§ **Exercise brief**:
Rewrite the stretch of the listing below from the line containing "Our team would appreciate it if you could outline the domed" through the line containing "[316,89,337,102]", keeping every line, the request line included, and shifting each bounding-box coordinate up by 99.
== Data entries ==
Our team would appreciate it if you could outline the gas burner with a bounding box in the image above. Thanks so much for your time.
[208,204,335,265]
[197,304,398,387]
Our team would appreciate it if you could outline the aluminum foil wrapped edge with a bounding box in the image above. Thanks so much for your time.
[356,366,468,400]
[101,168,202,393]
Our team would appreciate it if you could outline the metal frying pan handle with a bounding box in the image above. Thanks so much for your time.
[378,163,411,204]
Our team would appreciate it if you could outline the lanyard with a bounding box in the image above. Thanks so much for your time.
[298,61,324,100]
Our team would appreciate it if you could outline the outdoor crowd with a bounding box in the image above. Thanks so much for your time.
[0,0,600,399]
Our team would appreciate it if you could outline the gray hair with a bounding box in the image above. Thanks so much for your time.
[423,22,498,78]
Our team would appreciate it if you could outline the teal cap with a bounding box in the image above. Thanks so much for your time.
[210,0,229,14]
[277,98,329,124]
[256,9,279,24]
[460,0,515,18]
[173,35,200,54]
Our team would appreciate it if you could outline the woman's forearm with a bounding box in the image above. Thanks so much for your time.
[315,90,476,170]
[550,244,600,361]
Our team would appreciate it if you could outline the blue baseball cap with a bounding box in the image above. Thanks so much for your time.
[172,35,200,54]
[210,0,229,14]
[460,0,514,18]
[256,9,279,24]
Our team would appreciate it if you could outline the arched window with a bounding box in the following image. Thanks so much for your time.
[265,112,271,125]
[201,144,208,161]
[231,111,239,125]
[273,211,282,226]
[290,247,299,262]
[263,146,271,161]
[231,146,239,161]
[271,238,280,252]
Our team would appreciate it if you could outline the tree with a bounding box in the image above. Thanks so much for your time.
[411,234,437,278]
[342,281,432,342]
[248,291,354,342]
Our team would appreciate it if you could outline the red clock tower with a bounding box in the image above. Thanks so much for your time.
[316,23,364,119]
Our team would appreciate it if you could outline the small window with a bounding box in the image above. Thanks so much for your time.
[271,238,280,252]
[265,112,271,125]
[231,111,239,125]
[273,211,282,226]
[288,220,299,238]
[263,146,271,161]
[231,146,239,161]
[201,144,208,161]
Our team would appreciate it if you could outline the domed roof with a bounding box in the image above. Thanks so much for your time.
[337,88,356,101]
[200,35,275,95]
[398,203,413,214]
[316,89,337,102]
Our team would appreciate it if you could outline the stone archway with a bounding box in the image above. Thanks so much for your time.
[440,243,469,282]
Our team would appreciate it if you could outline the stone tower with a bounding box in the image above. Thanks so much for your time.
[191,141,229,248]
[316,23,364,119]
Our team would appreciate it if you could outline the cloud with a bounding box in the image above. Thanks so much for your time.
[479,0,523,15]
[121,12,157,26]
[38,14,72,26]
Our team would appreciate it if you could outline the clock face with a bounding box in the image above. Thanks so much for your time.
===
§ **Output of the task**:
Our team would appreciate it if you could outline the domed roof with a bounding box in the image above. Thanks so much for your time.
[436,187,455,200]
[299,134,374,194]
[497,302,512,313]
[415,188,436,201]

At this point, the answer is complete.